_Selected excerpt_

Paige Turco as Abby, Erica Cerra as A.L.I.E., Isaiah Washington as Jaha.
It’s surprising that an episode almost entirely void of Clarke would turn out to be one of my favorites of the season, but “Fallen” advances the plot and raises the emotional stakes in terrific ways. I truly enjoyed every moment of it.
For most of this season, Bellamy’s decisions have been confusing and disturbing. The character that I watched in season one and season two was remarkably complex; when he made ruthless decisions, or allowed his humanity to get the better of him, it was still understandable. I don’t really get his anti-Grounder, pro-Pike agenda — and to be honest, I’m not sure I understand what happened there. This week, however, I felt like I knew who Bellamy was again.
This return to form begins with the beautiful sequence in the episode’s opening scene: Bellamy is chained up, watching as people return to the cave. The range of expressions on his face are perfect, from the stunned relief that Octavia had survived to the slow realization that Lincoln hadn’t. The fact that Octavia’s angry, grief-filled attack on Bellamy lasts so long also helps to sell the scene. It’s a rare slow moment, and though there’s no conversation about the hurt and anger between the Blake siblings, the sheer physicality of Bob Morley and Marie Avgeropoulos conveys those emotions well. The 100 often uses action in place of dialogue to round off emotion and character development, and this scene is more powerful than most.
Everything that happens with the group afterward falls together in an entirely organic way, too. It makes sense that Kane would question Monty’s plea for safe harbor, and I really like that Monty is still in the dark about being a pawn in Pike’s larger plan. It’s fascinating to see Bellamy react so quickly and solidly to Pike’s order to shoot Octavia in the leg — and how about the determined way he convinced Pike he was on their side? That his plan rids the Sky People of Pike, removes the Grounder blockage, and gets Kane back to Polis is just icing on the cake.
Before the group decides to head back to Arkadia, there’s another slow moment towards the end of the episode, when Kane asks Bellamy if he saved everyone just for Octavia or because it was the right thing to do. I’ve been pleading for these kinds of reflective scene for a large part of this season, and I love how the writers introduced such layered reasons for Bellamy’s actions without fully resolving his motivations. It’s an impressive turn, and I hope we see more like it in coming episodes.
In Polis, meanwhile, Ontari is struggling with her decision to fake it as commander. She’s helped by Murphy, who says he’ll play fake Flame Keeper. It’s a smart move for Murphy, who realizes that the safest option is to make himself vital to the new commander. The two of them are an unusual pair, to be sure, but work weirdly well together. Murphy manages to keep a cool head and get Ontari out of a few scrambles, and her character is fleshed out in dialogue between the two of them. Ontari explains that she was ripped from her family and treated to Queen Nia’s brand of special cruelty for years — if anything, she deserves the role of commander. Murphy seems to empathize with this story, coaching her on how to get past the technicalities of ascension.

_Data_

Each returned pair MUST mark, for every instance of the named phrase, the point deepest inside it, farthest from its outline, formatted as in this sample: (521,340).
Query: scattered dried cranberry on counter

_Problems and tasks_
**a.** According to the review of "Fallen," what role does Murphy say he will play for Ontari?
**b.** Continue the review of "Fallen" from its last sentence.
The listing has no connection to the review of "Fallen."

_Task responses_
**a.** He says he will play a fake Flame Keeper.

**b.**
In Arkadia, however, the absence of both Pike and Kane means that it’s a perfect time for A.L.I.E. and Jaha to advance to the next stage of their City of Light plan. Raven, still shaken from her horrifying realization that A.L.I.E. stole her memories, tries to get rid of her personal A.I. by exposing herself to sensory overload. As she waits for Abby to show up, Raven concocts a solution to get rid of A.L.I.E. for good. The plan hinges on the bracelets that the Delinquents wore when they first hit the ground, so Abby deploys Jasper to get them. Unfortunately, Jaha finds him first and destroys the remainder of the bracelets.
As punishment for Raven’s show of strength, A.L.I.E. gives back some of her most painful memories. The clips are tinted in an orange haze and Lindsey Morgan banshee-screams her way through Raven’s returning trauma. It all seemed overwrought at first, but then Finn’s face appeared — a painful reminder of how cruelly and swiftly he was killed. Can you even imagine what Raven was going through? She succumbs to the pain, allowing A.L.I.E. back into her system. Instead of being shadowed by the lady in red, though, Raven wakes up as A.L.I.E. The serene look of satisfaction on her face is killer.
Jackson, who’s taken the City of Light chip without Abby’s knowledge, sedates her. When Abby wakes up, she’s bound to a chair and forced to take the chip. Jaha and A.L.I.E. realize she won’t bend easily, so A.L.I.E. slits Raven’s wrists, then just stands there, calmly bleeding out. Abby’s faced with a difficult decision: Take the chip and save Raven, or do nothing at all? She chooses the chip.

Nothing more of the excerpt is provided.